**WHAT IS BEING ASKED**:
Repeat the data verbatim.

_ _ _ _

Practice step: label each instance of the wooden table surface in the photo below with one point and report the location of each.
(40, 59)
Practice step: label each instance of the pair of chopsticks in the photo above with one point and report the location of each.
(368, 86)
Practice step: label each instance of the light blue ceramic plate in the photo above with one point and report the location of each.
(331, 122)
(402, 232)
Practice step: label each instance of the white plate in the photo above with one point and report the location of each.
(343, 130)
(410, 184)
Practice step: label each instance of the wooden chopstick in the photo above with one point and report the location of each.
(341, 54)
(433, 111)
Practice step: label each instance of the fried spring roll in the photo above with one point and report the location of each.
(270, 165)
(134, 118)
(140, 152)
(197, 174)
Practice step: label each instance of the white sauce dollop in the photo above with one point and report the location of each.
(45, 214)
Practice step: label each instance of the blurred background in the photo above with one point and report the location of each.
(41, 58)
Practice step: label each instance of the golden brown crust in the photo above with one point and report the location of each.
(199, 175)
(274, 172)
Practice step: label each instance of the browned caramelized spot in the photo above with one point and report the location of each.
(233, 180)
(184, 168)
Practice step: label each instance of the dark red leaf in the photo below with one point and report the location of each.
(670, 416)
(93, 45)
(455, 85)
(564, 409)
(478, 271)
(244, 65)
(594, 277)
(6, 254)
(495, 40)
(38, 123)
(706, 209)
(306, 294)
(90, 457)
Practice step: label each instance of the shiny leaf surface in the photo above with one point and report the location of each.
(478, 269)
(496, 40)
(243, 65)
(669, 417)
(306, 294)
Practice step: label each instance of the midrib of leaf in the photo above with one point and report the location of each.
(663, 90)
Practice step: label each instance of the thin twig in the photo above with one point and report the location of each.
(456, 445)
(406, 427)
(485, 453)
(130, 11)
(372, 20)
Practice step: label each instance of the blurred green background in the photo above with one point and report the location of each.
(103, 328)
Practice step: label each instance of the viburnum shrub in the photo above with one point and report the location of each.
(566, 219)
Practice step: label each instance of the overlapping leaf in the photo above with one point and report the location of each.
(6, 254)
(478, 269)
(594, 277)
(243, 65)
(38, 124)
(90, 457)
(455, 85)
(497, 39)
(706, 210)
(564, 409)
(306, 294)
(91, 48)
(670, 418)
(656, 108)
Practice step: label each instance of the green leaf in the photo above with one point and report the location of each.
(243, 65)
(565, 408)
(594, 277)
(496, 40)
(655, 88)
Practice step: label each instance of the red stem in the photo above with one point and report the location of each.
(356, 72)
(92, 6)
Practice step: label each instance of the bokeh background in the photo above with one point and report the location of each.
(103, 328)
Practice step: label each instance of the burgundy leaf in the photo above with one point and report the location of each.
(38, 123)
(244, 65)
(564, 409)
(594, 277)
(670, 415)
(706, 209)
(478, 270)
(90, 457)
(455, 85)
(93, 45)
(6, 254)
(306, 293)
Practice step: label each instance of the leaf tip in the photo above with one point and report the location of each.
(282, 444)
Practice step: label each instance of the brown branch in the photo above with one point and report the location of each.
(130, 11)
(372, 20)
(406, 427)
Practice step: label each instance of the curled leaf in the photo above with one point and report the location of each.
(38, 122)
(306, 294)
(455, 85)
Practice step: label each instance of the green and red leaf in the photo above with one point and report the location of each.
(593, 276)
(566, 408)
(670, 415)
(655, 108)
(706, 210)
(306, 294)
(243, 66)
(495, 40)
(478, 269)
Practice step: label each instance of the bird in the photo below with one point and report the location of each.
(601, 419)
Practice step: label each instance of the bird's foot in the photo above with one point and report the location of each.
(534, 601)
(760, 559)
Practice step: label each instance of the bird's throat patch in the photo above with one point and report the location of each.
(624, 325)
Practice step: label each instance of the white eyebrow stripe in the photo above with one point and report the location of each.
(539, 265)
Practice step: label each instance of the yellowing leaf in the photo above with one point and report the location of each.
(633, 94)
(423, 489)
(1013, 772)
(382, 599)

_ _ _ _

**RIGHT ANSWER**:
Practice step: label each instance of the wooden table surface in the photo below with one point and report the location of each.
(40, 59)
Practice step: label each instance of the pair of chopsticks in the photo above with one point and report the location of each.
(368, 86)
Practice step: label each instance of the light blue ceramic plate in the photo above with one point and report the location of each.
(331, 122)
(402, 232)
Practice step: label each instance of the white plate in the photo above with one point and report the location of each.
(343, 130)
(410, 184)
Practice step: label each instance of the wooden chopstick in the photo above with one point and report the location of each.
(341, 54)
(433, 111)
Practice step: label each instance of the fried spring roll in the photo above with one point and report the location of each.
(270, 165)
(134, 118)
(140, 152)
(197, 174)
Practice step: label each instance of the white sauce dollop in the photo above with one point and report the location of each.
(45, 214)
Practice step: label each instance of the blurred background in the photo above with one point and report the location of each.
(41, 58)
Practice step: label each instance of the golden brown crust in the photo above with one point and report the location of each.
(199, 175)
(274, 172)
Practice step: label each instance of the browned caramelized spot in the photo above with one point and report the location of each.
(233, 180)
(184, 168)
Practice step: label each instance of the dark red leaf in the photo below with one point and report the location of each.
(670, 416)
(93, 45)
(455, 85)
(564, 409)
(478, 271)
(244, 65)
(594, 277)
(6, 254)
(495, 40)
(38, 123)
(706, 209)
(306, 294)
(90, 457)
Practice step: label each instance of the shiny leaf surface in the photo above with one point and report the location of each.
(478, 269)
(496, 40)
(243, 65)
(669, 417)
(306, 294)
Practice step: label each instance of the midrib of leaf in the photo above with one point and report the location of each.
(663, 90)
Practice step: label each instance of the thin twig in the photo above with one point and report the location of each.
(456, 445)
(406, 427)
(485, 453)
(130, 11)
(372, 20)
Practice step: label each instance of the blurred green background in the photo above with one point and report the location of each.
(103, 328)
Practice step: label each instance of the viburnum shrub in the photo above with one point and report the location of each.
(566, 219)
Practice step: label each instance of the overlapping leaf in the photo above with one point and report the location of each.
(6, 254)
(478, 269)
(594, 277)
(243, 65)
(38, 124)
(90, 457)
(455, 85)
(497, 39)
(706, 210)
(564, 409)
(306, 294)
(91, 48)
(670, 418)
(656, 108)
Practice step: label each instance of the green leaf in the photo above with one point and report the location of each.
(243, 65)
(565, 408)
(594, 277)
(496, 40)
(655, 88)
Practice step: label each instance of the red stem in the photo above with one point and report the location of each.
(356, 72)
(92, 6)
Practice step: label each instance of the bokeh background in the photo above with one point and report the location of each.
(103, 328)
Practice step: label each instance of the burgundy leaf in the photo above with one point and report the location of each.
(38, 123)
(244, 65)
(564, 409)
(594, 277)
(670, 415)
(706, 209)
(478, 270)
(90, 457)
(455, 85)
(93, 45)
(6, 254)
(306, 293)
Practice step: label each instance of the leaf tip in the photo above with one point and report the location of each.
(282, 444)
Practice step: label each instance of the brown branch in the photo above with one point and report the location of each.
(130, 11)
(372, 20)
(406, 427)
Practice step: label each instance of the curled leaf in the photo above with one point and report the location of each.
(38, 122)
(306, 294)
(455, 85)
Practice step: label each instance of the green and red leaf in the photo above with one point and report the location of each.
(593, 276)
(566, 408)
(670, 415)
(655, 108)
(706, 210)
(306, 294)
(243, 66)
(495, 40)
(478, 269)
Practice step: label each instance of the bird in the photo below with one point and report the location of each.
(601, 419)
Practice step: label each instance of the bird's foot in the photo above with one point and report the location of each.
(534, 601)
(760, 559)
Practice step: label each instance of the bird's throat patch in the photo above with one point and report the location of each.
(624, 325)
Practice step: label each instance of the white eyebrow stripe in the photo above with one point and report the location of each.
(539, 265)
Practice step: label each instance of the yellowing leaf in the photo above with one point and report the location of each.
(633, 94)
(423, 489)
(1013, 772)
(382, 599)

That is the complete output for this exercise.